[Start of Extracted records]
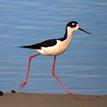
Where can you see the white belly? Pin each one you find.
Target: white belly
(59, 48)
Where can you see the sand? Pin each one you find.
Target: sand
(51, 100)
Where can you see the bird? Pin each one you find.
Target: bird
(53, 47)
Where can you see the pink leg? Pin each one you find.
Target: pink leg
(60, 82)
(28, 70)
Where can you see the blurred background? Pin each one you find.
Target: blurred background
(83, 67)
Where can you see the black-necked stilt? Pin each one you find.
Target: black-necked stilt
(53, 47)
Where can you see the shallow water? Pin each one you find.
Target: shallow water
(83, 67)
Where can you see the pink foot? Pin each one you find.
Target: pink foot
(70, 93)
(23, 84)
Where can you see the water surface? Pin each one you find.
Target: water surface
(83, 67)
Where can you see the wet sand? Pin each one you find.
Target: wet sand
(51, 100)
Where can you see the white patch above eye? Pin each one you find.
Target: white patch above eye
(73, 23)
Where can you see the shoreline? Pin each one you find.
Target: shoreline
(51, 100)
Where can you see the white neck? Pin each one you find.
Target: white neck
(69, 32)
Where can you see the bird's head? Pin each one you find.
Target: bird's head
(73, 26)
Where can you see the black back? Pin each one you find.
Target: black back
(47, 43)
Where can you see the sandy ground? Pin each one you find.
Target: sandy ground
(51, 100)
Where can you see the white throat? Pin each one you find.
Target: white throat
(69, 32)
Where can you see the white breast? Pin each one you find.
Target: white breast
(59, 48)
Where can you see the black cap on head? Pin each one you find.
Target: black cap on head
(72, 24)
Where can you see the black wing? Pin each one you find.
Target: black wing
(46, 43)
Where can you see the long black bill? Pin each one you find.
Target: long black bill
(84, 31)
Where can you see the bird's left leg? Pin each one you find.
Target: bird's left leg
(28, 71)
(60, 82)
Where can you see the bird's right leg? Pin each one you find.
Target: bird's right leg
(28, 71)
(60, 82)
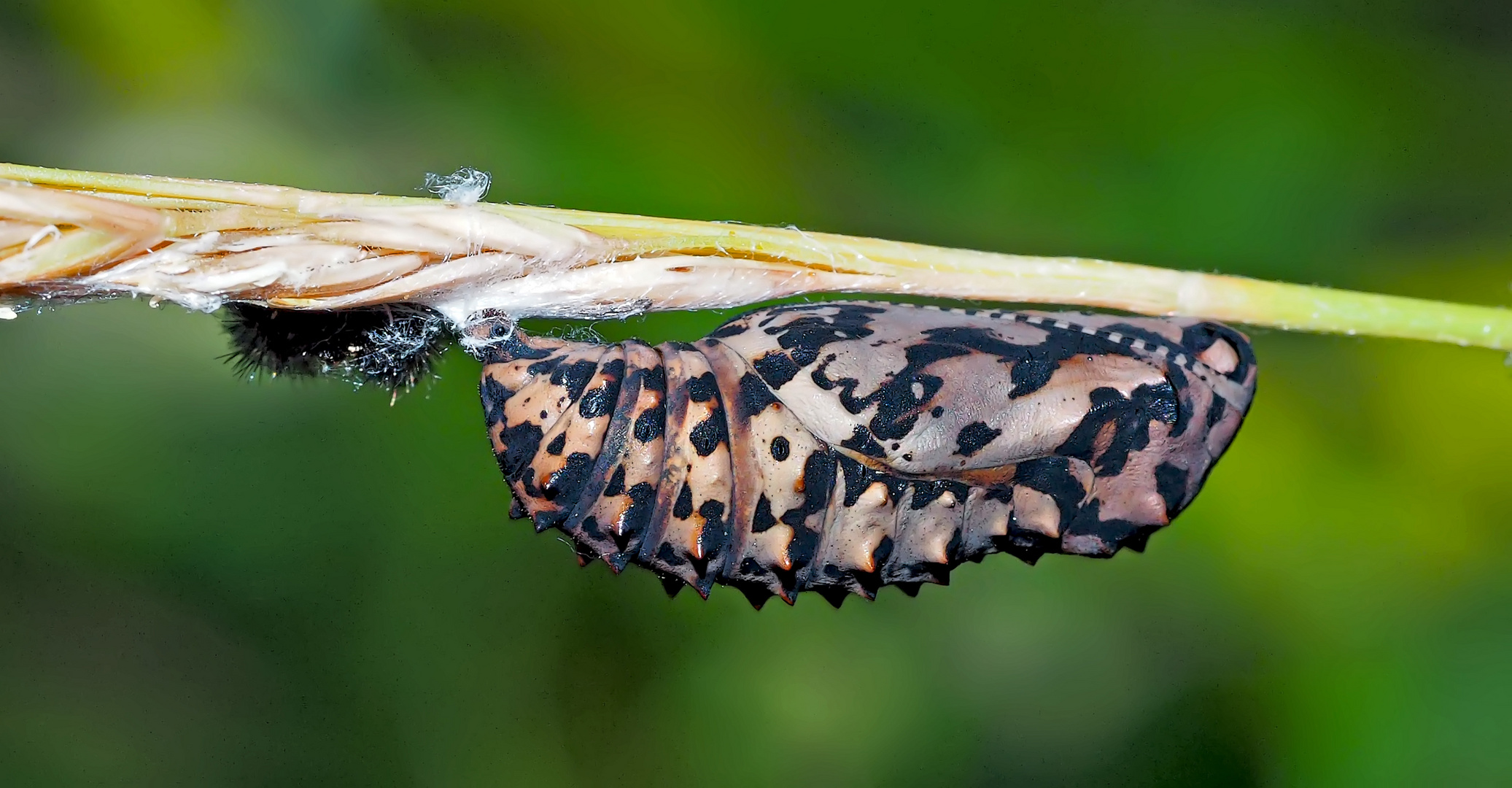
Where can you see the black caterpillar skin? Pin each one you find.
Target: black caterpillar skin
(844, 447)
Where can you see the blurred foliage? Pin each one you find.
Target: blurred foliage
(211, 582)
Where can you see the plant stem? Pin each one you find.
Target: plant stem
(783, 260)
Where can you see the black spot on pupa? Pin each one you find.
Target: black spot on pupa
(684, 507)
(703, 387)
(972, 438)
(651, 424)
(575, 377)
(708, 434)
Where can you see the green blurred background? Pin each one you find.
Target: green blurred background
(215, 582)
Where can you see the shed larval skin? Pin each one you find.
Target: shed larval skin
(845, 447)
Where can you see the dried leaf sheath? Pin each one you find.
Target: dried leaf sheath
(79, 235)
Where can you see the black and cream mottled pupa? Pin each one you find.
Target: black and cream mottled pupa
(844, 447)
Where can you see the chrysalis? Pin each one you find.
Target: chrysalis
(844, 447)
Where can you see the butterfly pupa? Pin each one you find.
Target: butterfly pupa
(844, 447)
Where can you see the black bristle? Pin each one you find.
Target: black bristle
(390, 345)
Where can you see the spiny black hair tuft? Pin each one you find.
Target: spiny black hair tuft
(390, 345)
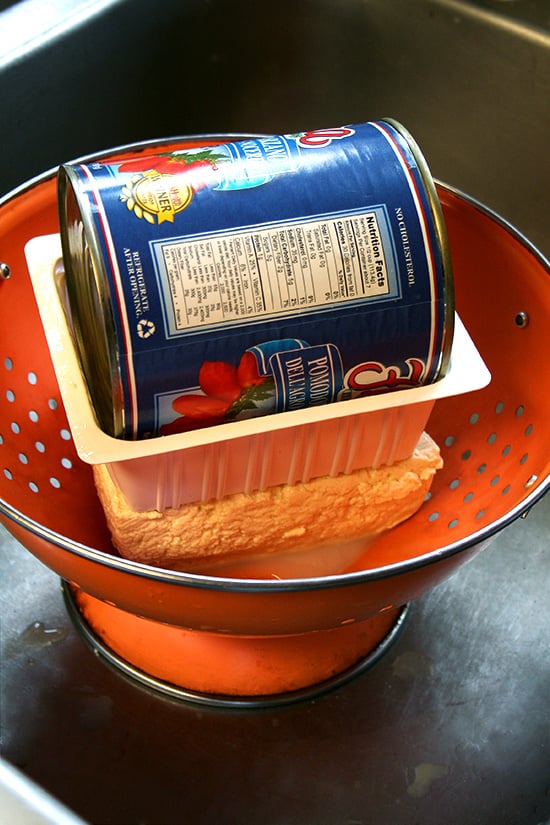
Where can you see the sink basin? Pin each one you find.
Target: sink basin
(470, 80)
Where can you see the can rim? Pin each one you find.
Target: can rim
(87, 291)
(442, 241)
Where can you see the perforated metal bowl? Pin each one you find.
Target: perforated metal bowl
(248, 641)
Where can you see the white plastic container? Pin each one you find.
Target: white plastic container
(241, 456)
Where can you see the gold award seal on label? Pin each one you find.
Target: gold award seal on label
(157, 197)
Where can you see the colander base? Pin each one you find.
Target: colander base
(230, 671)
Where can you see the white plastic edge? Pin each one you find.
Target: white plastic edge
(467, 372)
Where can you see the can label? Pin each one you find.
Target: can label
(267, 275)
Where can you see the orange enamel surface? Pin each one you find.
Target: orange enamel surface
(494, 443)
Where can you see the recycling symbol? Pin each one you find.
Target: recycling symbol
(145, 328)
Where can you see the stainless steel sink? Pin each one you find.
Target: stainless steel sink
(433, 733)
(470, 80)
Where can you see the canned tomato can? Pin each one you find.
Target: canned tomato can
(255, 276)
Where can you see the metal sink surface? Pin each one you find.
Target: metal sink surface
(452, 724)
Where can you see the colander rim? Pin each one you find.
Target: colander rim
(275, 585)
(210, 582)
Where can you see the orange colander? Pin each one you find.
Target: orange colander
(245, 641)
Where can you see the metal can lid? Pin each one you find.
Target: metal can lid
(90, 307)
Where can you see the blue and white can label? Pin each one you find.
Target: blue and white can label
(256, 276)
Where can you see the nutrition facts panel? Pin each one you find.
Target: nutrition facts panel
(276, 269)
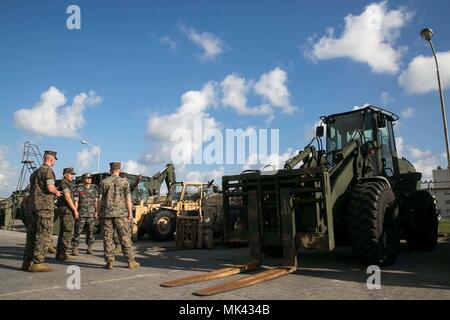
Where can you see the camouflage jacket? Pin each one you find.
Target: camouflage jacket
(114, 191)
(40, 198)
(65, 187)
(86, 198)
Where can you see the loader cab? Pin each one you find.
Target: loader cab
(373, 127)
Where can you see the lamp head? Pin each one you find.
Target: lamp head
(426, 34)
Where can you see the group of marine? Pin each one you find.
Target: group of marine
(77, 208)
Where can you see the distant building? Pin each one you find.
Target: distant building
(441, 190)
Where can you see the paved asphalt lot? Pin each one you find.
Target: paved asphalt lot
(321, 276)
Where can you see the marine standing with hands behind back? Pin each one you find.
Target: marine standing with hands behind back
(68, 214)
(86, 201)
(115, 211)
(40, 223)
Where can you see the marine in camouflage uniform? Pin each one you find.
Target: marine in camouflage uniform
(27, 213)
(40, 220)
(67, 215)
(115, 203)
(86, 197)
(130, 222)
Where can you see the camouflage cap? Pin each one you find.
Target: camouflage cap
(68, 170)
(86, 176)
(123, 175)
(114, 165)
(50, 153)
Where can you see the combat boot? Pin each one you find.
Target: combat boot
(67, 257)
(63, 256)
(51, 250)
(26, 266)
(133, 264)
(109, 265)
(40, 267)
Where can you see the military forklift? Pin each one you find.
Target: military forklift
(356, 191)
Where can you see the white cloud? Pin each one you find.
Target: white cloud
(166, 40)
(386, 98)
(310, 131)
(193, 109)
(134, 167)
(52, 117)
(408, 112)
(420, 74)
(369, 38)
(360, 107)
(423, 161)
(206, 176)
(211, 44)
(272, 86)
(416, 153)
(85, 158)
(274, 161)
(5, 173)
(166, 130)
(235, 90)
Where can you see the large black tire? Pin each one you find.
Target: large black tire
(162, 225)
(372, 223)
(421, 230)
(340, 217)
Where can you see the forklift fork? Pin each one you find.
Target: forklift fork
(289, 265)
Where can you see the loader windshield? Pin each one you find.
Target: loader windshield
(343, 128)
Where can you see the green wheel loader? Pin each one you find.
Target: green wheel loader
(354, 191)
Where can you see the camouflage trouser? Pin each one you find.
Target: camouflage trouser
(121, 225)
(89, 222)
(66, 223)
(130, 233)
(39, 235)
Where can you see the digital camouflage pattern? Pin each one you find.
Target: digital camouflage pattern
(65, 187)
(114, 191)
(66, 226)
(41, 213)
(89, 222)
(86, 198)
(130, 233)
(121, 225)
(66, 218)
(39, 237)
(40, 198)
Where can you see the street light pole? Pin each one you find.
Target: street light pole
(426, 35)
(98, 153)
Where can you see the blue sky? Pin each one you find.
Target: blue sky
(132, 61)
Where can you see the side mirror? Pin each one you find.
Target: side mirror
(381, 122)
(319, 131)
[End of Extracted records]
Brief:
The pictures should not be reproduced; quote all of the other material exactly.

Task result:
Where can you see the white belly? Pin each one you find.
Target: white belly
(59, 48)
Where can you see the sand? Pin each one you find.
Target: sand
(51, 100)
Where can you see the bird? Pin each one you find.
Target: bird
(53, 47)
Where can you see the pink leg? Pin each one you find.
Target: pink leg
(60, 82)
(28, 70)
Where can you see the blurred background? Pin each one you find.
Target: blurred background
(83, 67)
Where can you see the black-necked stilt? Pin each one you find.
Target: black-necked stilt
(53, 47)
Where can you see the shallow water? Pin each one you find.
Target: shallow water
(83, 67)
Where can you see the pink foot? Pin each one you find.
Target: pink foot
(70, 93)
(23, 84)
Where can you see the water surface? Pin each one you find.
Target: water surface
(83, 67)
Where can you see the wet sand? Pin each one you find.
Target: wet sand
(51, 100)
Where can you see the white patch above eye? Pin each one you find.
Target: white patch above eye
(73, 23)
Where can you see the shoreline? Pin each one you find.
Target: shoreline
(51, 100)
Where can you see the white neck? Pin each one you find.
Target: white neck
(69, 32)
Where can you see the bird's head? Pin each one you find.
Target: bird's head
(73, 26)
Where can you see the black back? Pin each one you find.
Target: black back
(47, 43)
Where can you see the sandy ground? Pin each one you find.
Target: sandy ground
(51, 100)
Where can you see the white throat? Pin each one you find.
Target: white throat
(69, 32)
Where can you see the white breast? Pin each one you find.
Target: white breast
(59, 48)
Where can you see the black cap on head? Pin each one you find.
Target: black cap on head
(72, 24)
Where can you see the black wing? Pin each one you find.
Target: black wing
(46, 43)
Where can you see the long black bill? Pin each one you find.
Target: long black bill
(84, 31)
Where can you see the bird's left leg? Pin each one you find.
Target: bird's left leg
(28, 71)
(60, 82)
Where can you see the bird's right leg? Pin each one you find.
Target: bird's right leg
(28, 71)
(60, 82)
Where can you see the black caterpillar skin? Pin each one you find.
Target: black caterpillar skin
(844, 447)
Where can you see the blurred foliage? Pin each one you find.
Target: blurred foliage
(211, 582)
Where can you see the plant stem? Pin each one you find.
Target: plant stem
(783, 260)
Where can you see the black spot on pupa? Pin each one you find.
Target: black spot on pupa
(684, 507)
(703, 387)
(972, 438)
(651, 424)
(575, 377)
(708, 434)
Where can you see the green blurred background? Pin each one you find.
Target: green blurred background
(215, 582)
Where can you see the shed larval skin? Pin each one you find.
Target: shed larval skin
(845, 447)
Where can you see the dried leaf sheath? Pin each one you find.
Target: dried leaf sheath
(79, 235)
Where can you see the black and cream mottled pupa? Pin each one you find.
Target: black and cream mottled pupa
(844, 447)
Where can you see the chrysalis? Pin each one you find.
Target: chrysalis
(844, 447)
Where can you see the butterfly pupa? Pin each one you find.
Target: butterfly pupa
(844, 447)
Where can you see the black bristle? Pin each one you find.
Target: black bristle
(390, 345)
Where can you see the spiny black hair tuft? Pin each one you find.
Target: spiny black hair tuft
(390, 345)
Where can you see the sink basin? Pin each one you find.
Target: sink basin
(470, 80)
Where can you see the can rim? Pin each one you find.
Target: can rim
(87, 291)
(442, 241)
Where can you see the perforated metal bowl? Pin each one you find.
Target: perforated metal bowl
(248, 641)
Where can you see the white plastic container? Pin each one you find.
Target: white plastic container
(241, 456)
Where can you see the gold award seal on label? Pin each one you find.
Target: gold award seal on label
(157, 197)
Where can you see the colander base? Pin each one you find.
Target: colander base
(230, 671)
Where can you see the white plastic edge? Pin each one you find.
Target: white plastic edge
(467, 372)
Where can you see the can label? Pin each one you find.
Target: can label
(267, 275)
Where can you see the orange enamel surface? Pin each one you find.
Target: orange enamel surface
(494, 443)
Where can you see the recycling symbol? Pin each one you find.
Target: recycling symbol
(145, 328)
Where can you see the stainless steel sink? Pin each one you find.
Target: stainless steel sink
(433, 733)
(470, 80)
Where can you see the canned tomato can? Pin each one you find.
Target: canned tomato can
(255, 276)
Where can you see the metal sink surface? Pin each one you find.
Target: metal sink surface
(452, 724)
Where can you see the colander rim? Pin each one you find.
Target: colander rim
(275, 585)
(210, 582)
Where can you see the orange colander? Pin each one you find.
Target: orange colander
(245, 641)
Where can you see the metal can lid? Pin each one you find.
Target: metal can lid
(90, 307)
Where can you see the blue and white can label? Pin each one you find.
Target: blue and white can label
(256, 276)
Where can you see the nutrition facts panel? Pin each one you find.
Target: nutrition facts panel
(276, 269)
Where can you see the camouflage jacket? Pin each one you find.
Target: camouflage jacket
(114, 191)
(40, 198)
(65, 187)
(86, 198)
Where can you see the loader cab? Pin each one you find.
Target: loader cab
(373, 127)
Where can you see the lamp head? Pin each one you find.
Target: lamp head
(426, 34)
Where can you see the group of marine? Pin each one you find.
Target: group of marine
(77, 208)
Where can you see the distant building? Pin each one you find.
Target: distant building
(441, 190)
Where can you see the paved asphalt lot? Pin each one you find.
Target: paved asphalt lot
(321, 276)
Where can you see the marine standing with hands behind back? Pin each one you find.
Target: marine standing with hands behind back
(68, 214)
(86, 201)
(115, 211)
(40, 223)
Where can you see the marine in camouflage uniform? Pin each one you find.
Target: marine in camouflage uniform
(27, 213)
(40, 220)
(67, 215)
(115, 203)
(86, 197)
(130, 222)
Where can you see the camouflage cap? Pin each one you find.
Target: camouflage cap
(68, 170)
(86, 176)
(123, 175)
(114, 165)
(50, 153)
Where can you see the combat boot? Pin each one you find.
Target: combat boot
(67, 257)
(63, 256)
(51, 250)
(26, 266)
(133, 264)
(109, 265)
(40, 267)
Where can you see the military forklift? Pin each one you find.
Target: military forklift
(356, 191)
Where can you see the white cloud? Pin each one you find.
Target: white cloud
(166, 40)
(386, 98)
(310, 131)
(193, 109)
(134, 167)
(52, 117)
(408, 112)
(420, 74)
(369, 38)
(360, 107)
(423, 161)
(206, 176)
(211, 44)
(272, 86)
(416, 153)
(85, 158)
(274, 161)
(5, 173)
(166, 130)
(235, 90)
Where can you see the large black tire? Pin each one you find.
Target: large black tire
(162, 225)
(372, 223)
(421, 230)
(340, 217)
Where can you see the forklift fork? Pin each one you find.
Target: forklift fork
(289, 265)
Where can you see the loader windshield? Pin each one you find.
Target: loader windshield
(343, 128)
Where can you see the green wheel loader? Pin each one you find.
Target: green wheel loader
(354, 191)
Where can you see the camouflage trouser? Pin each one you find.
Target: camouflage trouser
(121, 225)
(89, 222)
(66, 223)
(130, 233)
(39, 235)
Where can you see the digital camouflage pattern? Pin each one you find.
Target: digital camouflage pattern
(65, 187)
(114, 191)
(66, 226)
(41, 213)
(89, 222)
(86, 198)
(130, 233)
(121, 225)
(66, 218)
(39, 237)
(40, 198)
Where can you see the street light pole? Pin each one you find.
Target: street light pole
(426, 35)
(98, 153)
Where can you see the blue sky? Pin each one you find.
Target: blue sky
(132, 61)
Where can you see the side mirror? Pin each one you find.
Target: side mirror
(381, 122)
(319, 131)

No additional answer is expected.